## Auszug:
= = = =

Wenn alle Journalisten bitte mal eben Papier und Bleistift zur Hand nehmen und hundert Mal schreiben könnten: “Der Europäische Gerichtshof für Menschenrechte hat mit der EU nichts am Hut.”

Zum HEUlen:

“Sicherheitsverwahrung: EU-Gericht verurteilt Deutschland”
(“taz”, 12.5.2010)

“Ein EU-Urteil könnte dazu führen, dass bis zu 30 als gefährlich eingestufte Straftäter in NRW aus der Sicherungsverwahrung freikommen.”
(WDR.de, 12.5.2010)

“EU-Urteil: Berlin prüft Freilassung von Straftätern Nachträgliche Sicherungsverwahrung ist rechtswidrig”
(“Die Welt”, 14.5.2010)

“EU-Urteil: Sicherungsverwahrung darf nicht unbefristet verlängert werden”

= = = =

## Aufgaben:
(1) Schreibe aus dem Text über die Schlagzeilen zur Sicherungsverwahrung den Abschnitt ab, der bei den Worten „Wenn alle Journalisten“ beginnt und nach „(WDR.de, 12.5.2010)“ endet.
(2) Führe den Text über die Schlagzeilen zur Sicherungsverwahrung nach seinem letzten Satz weiter.
Die anschließenden Zeilen stammen aus einer anderen Quelle.

Einträge aus einem Datensatz:

= = = =

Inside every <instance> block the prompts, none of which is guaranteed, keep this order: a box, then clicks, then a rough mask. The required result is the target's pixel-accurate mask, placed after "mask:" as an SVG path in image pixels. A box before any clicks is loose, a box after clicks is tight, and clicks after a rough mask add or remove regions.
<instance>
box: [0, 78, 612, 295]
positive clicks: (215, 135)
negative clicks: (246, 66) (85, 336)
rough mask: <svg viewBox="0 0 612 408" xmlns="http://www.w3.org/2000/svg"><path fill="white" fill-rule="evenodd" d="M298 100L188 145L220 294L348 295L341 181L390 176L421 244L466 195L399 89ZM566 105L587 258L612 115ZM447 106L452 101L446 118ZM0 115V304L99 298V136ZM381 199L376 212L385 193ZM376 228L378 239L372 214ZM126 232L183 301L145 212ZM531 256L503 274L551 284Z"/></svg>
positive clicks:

= = = =

## Gegebene Antworten:
(1)
Wenn alle Journalisten bitte mal eben Papier und Bleistift zur Hand nehmen und hundert Mal schreiben könnten: “Der Europäische Gerichtshof für Menschenrechte hat mit der EU nichts am Hut.”

Zum HEUlen:

“Sicherheitsverwahrung: EU-Gericht verurteilt Deutschland”
(“taz”, 12.5.2010)

“Ein EU-Urteil könnte dazu führen, dass bis zu 30 als gefährlich eingestufte Straftäter in NRW aus der Sicherungsverwahrung freikommen.”
(WDR.de, 12.5.2010)

(2)
(“Berliner Morgenpost”, 14.5.2010)

“Konsequenz aus EU-Urteil: Justizministerin will Sicherungsverwahrung reformieren”
(“RP Online”, 14.05.2010)

“EU-Urteil zu Sicherheitsverwahrung: Elf Schwerkriminelle könnten bald freikommen”
(“Der Tagesspiegel”, 15.5.2010)

“Dabei habe es einen Rechtsfehler gegeben, meinen die EU-Richter.”
(“Frankfurter Neue Presse”, 12.5.2010)

“Aufgrund eines EU-Urteils müssen womöglich bald 17 rückfallgefährdete Schwerverbrecher aus baden-württembergischen Gefängnissen entlassen werden.”
(“Stuttgarter Nachrichten”, 20.5.2010)

“Schuld an der Situation ist ein EU-Urteil. Weil der Europäische Gerichtshof für Menschenrechte die nachträgliche Anordnung von Sicherungsverwahrung untersagte, dürfen zahlreiche Schwerverbrecher auf Freiheit hoffen.”
(“Bild”, 25.5.2010)

“Nach EU-Urteil: Erster Sextäter beantragt Freilassung”
(“Stuttgarter Nachrichten”, 25.5.2010)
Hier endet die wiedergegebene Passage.